Thanks! This is a very valuable note. I think I will definitely add it 
to the next version of the patch, as soon as I deal with the error 
exception.

-- 

Daria Lepikhova
Postgres Professional




Re: Assert in pageinspect with NULL pages

From
Michael Paquier
Date:
On Thu, Feb 17, 2022 at 09:00:20PM -0600, Justin Pryzby wrote:
> BRIN can also crash if passed a non-brin index.
>
> I've been sitting on this one for awhile.  Feel free to include it in your
> patchset.

▶ _Recorded data_

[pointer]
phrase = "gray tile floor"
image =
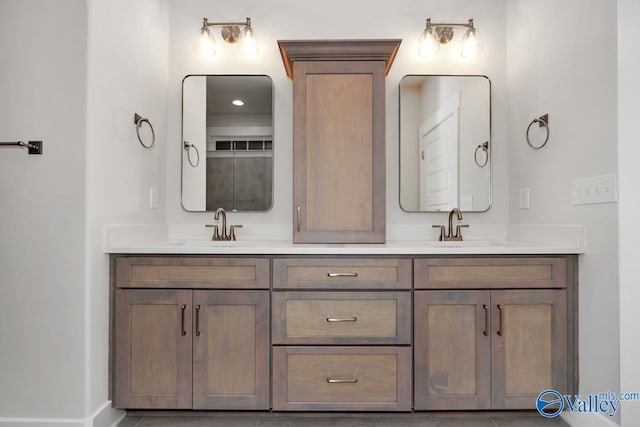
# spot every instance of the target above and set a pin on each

▶ _Instruction_
Carry on the mailing-list thread about the pageinspect assert with NULL pages, starting right after its last line.

▶ _Response to this exercise_
So, I have begun a close lookup of this thread, and the problem you
are reporting here is worth fixing on its own, before we do something
for new pages as reported originally.  There is more that caught my
attention than the brin AM not being check properly, because a couple
of code paths are fuzzy with the checks on the page sizes.  My
impression of the whole thing is that we'd better generalize the use
of get_page_from_raw(), improving the code on many sides when the user
can provide a raw page in input (also I'd like to think that it is a
better practice anyway as any of those functions may finish to look
8-byte fields, but the current coding would silently break in
alignment-picky environments):
- Some code paths (hash, btree) would trigger elog(ERROR) but we
cannot use that for errors that can be triggered by the user.
- bt_page_items_bytea(), page_header() and fsm_page_contents() were
fuzzy on the page size check, so it was rather easy to generate
garbage with random data.
- page_checksum_internal() used a PageHeader, where I would have
expected a Page.
- More consistency in the error strings, meaning less contents to
translate in the long-term.

This first batch leads me to the attached, with tests to stress all
that for all the functions taking raw pages in input.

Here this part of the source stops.